_Условие задачи 1_.
В каком году на экраны вышел фильм Евгения Ташкова «Уроки французского», согласно тексту о Валентине Распутине?
_Условие задачи 2_.
Продолжите текст о Валентине Распутине с того места, где он обрывается.

Сидеть бы так бесконечно и слушать Валю, но мы идём ставить в заборе последнее прясло. А за вечерним чаем он поведал мне ещё одну историю, которая была посерьёзней первых двух. Зашёл разговор о читательских письмах, о том, как читают его произведения и что пишут многочисленные поклонники  нашумевших в Отечестве повестей и рассказов уже известного по большому счёту писателя Валентина Распутина.

В то время некоторые его произведения уже стали экранизировать. Самым первым в 1969 году вышел в прокат короткометражный фильм Динары Асановой «Рудольфио» в главных ролях с Юрием Визбором (Рудольф) и юной девочкой Еленой Наумкиной (Ио). В 1978 году появился на экране блистательный фильм Евгения Ташкова «Уроки французского», а в 1979 году кинорежиссёр Лариса Шепитько подготовила к съёмкам сценарий фильма по знаменитой повести «Прощание с Матёрой» с великолепной актрисой Стефанией Станютой в главной роли. К великому сожалению, случилось непоправимое: 2 июля 1979 года на 117-м км Ленинградского шоссе киносъёмочная «Волга» на пути к городу Калинину врезалась в мчавшийся навстречу грузовик. Погибли Лариса Шепитько, оператор Владимир Чухнов, художник Юрий Фоменко и их ассистенты. Завершил работу над фильмом муж Ларисы Элем Климов, назвавший картину «Прощание» (1982 г).

Бурятский кинорежиссёр Александр Итыгилов снял в 1980 году фильм «Сколько стоит медвежья шкура», в который были приглашены Стасис Петронайтис, Борислав Брондуков и другие известные актёры. Кинорежиссёр Ирина Поплавская в 1981 году показала фильм, поставленный по трогательному и глубокому рассказу «Василий и Василиса», где собралось целое созвездье лучших русских актёров: Ольга Остроумова и Михаил Кононов, Наталья Бондарчук и Майя Булгакова, Андрей Ростоцкий и Татьяна Догилева.

За чаем я спросил у Вали:

– Я знаю, что тебе пишут очень много доброжелательных и восхищённых писем. А есть ли письма, в которых тебя ругают?

– Случается, – коротко ответил он. – Однажды пришло просто разгромное письмо. Это было после публикации повести «Живи и помни». В нём автор разносил меня в пух и прах, обвинял во всех смертных грехах, грозился обратиться с письмом в соответствующие органы за подрыв советской идеологии и с просьбой, чтобы меня наказали за разрушительную работу против СССР.

– И что? Ты ответил? – коротко спросил я.

– А зачем? – Валя замолчал

– А подпись? Подпись была? И кто автор письма, он указал – кто он?

– Некто Иванов Николай Петрович, фронтовик, орденоносец.

_Предоставленные данные_.

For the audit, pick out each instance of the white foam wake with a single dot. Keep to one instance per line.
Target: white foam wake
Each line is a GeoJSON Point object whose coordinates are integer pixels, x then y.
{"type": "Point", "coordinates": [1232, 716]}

_Ответ на задание 1_.
В 1978 году.

_Ответ на задание 2_.
– Тебе, наверно, стало худо от этого письма…

– Было, конечно, очень неприятно. Но потом я привык. Такие

письма теперь для меня – не редкость.

– Да, странно.

– Ничего странного. Мне-то понятно, кто водил рукой того же Иванова. 

– А где это письмо?

– Я выбросил. Я всё выбрасываю.

– Не надо заводить архива, над рукописями трястись… – процитировал я строку Бориса Пастернака.

– Вот-вот. Без них легче.

Так закончился этот и вправду неприятный для Валентина разговор. А вот насчёт рукописей  хочу рассказать следующую историю.

Мужики в посёлке порт «Байкал» с великим уважением относились к Вале. Некоторые изредка, стесняясь, заходили к нему занять три рубля на бутылку и Валя никому из них не отказывал. Как-то раз в моём присутствии постучали в дверь. Я готовил ужин, а Валя сосредоточенно сидел за рабочим столом.

– Войдите! – глуховато сказал он

Тихо-тихо, один за другим вошли три деревенских мужика и, как будто споткнувшись о взгляд Распутина, остановились у порога, но Валя приветливо воскликнул:

– Проходите, что ж вы!? – И поднялся навстречу мужикам.

– Да мы это… посмотреть на вас…

Валя смущённо засмеялся:

– Я же не афиша, проходите!

Один мужик двинулся в комнату, где стоял стол с рукописью, а второй сдёрнул с ног сапоги и стал разматывать длинные белые портянки. Тут и я не выдержал:

– Господи! Зачем вы разулись?

Мужик в не до конца развёрнутых портянках шагнул в комнату, портянки потянулись за ним. Третий толкнул его в спину и засмеялся:

– Ну, ты! Рыбный расстегай!

И тут мы все громко расхохотались. 

Мужики подошли к столу и стали смотреть в Валину рабочую тетрадь. Один, присмотревшись, вдруг произнёс:

– А это что за линии? Зачем вы их чертите?

Другой, видимо с более острым зрением, тоже наклонившись, почти вскричал:

– Дурень! Это же строчки.

– Какие строчки?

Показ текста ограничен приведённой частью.